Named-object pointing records
....
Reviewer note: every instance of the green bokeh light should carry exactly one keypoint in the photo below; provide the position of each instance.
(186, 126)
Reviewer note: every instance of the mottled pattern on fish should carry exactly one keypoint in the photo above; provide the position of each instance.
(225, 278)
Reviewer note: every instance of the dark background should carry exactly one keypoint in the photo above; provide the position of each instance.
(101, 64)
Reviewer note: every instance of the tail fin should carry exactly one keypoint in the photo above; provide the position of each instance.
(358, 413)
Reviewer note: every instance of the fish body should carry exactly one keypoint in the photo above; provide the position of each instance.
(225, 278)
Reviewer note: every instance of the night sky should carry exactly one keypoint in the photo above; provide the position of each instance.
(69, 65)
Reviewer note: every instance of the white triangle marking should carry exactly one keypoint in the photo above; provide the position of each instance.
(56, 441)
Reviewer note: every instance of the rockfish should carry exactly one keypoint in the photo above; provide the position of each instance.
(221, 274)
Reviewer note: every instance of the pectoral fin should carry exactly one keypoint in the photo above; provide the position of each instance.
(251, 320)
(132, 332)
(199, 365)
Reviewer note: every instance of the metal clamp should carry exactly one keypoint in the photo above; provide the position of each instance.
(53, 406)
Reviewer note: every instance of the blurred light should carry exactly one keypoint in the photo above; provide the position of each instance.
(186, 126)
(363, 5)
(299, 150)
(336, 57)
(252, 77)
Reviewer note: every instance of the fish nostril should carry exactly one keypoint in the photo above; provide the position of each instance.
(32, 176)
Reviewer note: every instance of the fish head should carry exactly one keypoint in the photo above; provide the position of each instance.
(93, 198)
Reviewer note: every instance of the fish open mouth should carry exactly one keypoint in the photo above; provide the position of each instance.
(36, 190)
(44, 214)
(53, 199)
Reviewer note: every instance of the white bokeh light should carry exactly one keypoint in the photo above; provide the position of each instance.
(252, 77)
....
Your task is to print all of the records exactly.

Reviewer note: every instance of the green bokeh light should carry exactly one keypoint in the photo below; provide the position of each instance.
(186, 126)
Reviewer note: every instance of the mottled pattern on fish should carry exactly one keypoint in the photo above; provide the position of each instance.
(225, 278)
Reviewer note: every instance of the dark background should carry exactly one keypoint in the photo above; provide the position of each instance.
(101, 64)
Reviewer note: every instance of the tail fin should carry exactly one keypoint in the photo above; provide the position of each instance.
(358, 413)
Reviewer note: every instance of the fish body should carry exactly one keypoint in the photo above; provide the position of each instance.
(225, 278)
Reviewer note: every instance of the night sky should carry exactly one keypoint in the photo above; provide the position of each instance.
(69, 65)
Reviewer note: every instance of the white triangle marking should carry exactly one keypoint in the photo above; provide the position of each instance.
(56, 441)
Reviewer note: every instance of the rockfish should carry exactly one keypoint in the photo above; provide the position of each instance.
(221, 274)
Reviewer note: every instance of the pectoral fin should carry exactly one keypoint in the photo above; provide the position of each instance.
(251, 320)
(132, 332)
(199, 365)
Reviewer note: every instance of the metal clamp should carry exactly one keypoint in the photo above; provide the position of each instance.
(53, 406)
Reviewer note: every instance of the blurred light should carry exactly one keypoint in the photo above; provide the position of each instance.
(186, 126)
(363, 5)
(299, 150)
(336, 57)
(252, 77)
Reviewer note: every instance of the fish nostril should carry exactly one keypoint in the photo above; provide the position of each instance.
(32, 176)
Reviewer note: every instance of the fish head should carry exactly one keypoint in the photo above; provide the position of each instance.
(93, 198)
Reviewer note: every instance of the fish open mouth should carry exactly one keypoint in the photo above; provide the position of each instance.
(36, 190)
(44, 214)
(53, 199)
Reviewer note: every instance of the white bokeh light should carry exactly one keypoint in the photo above; provide the position of each instance.
(252, 77)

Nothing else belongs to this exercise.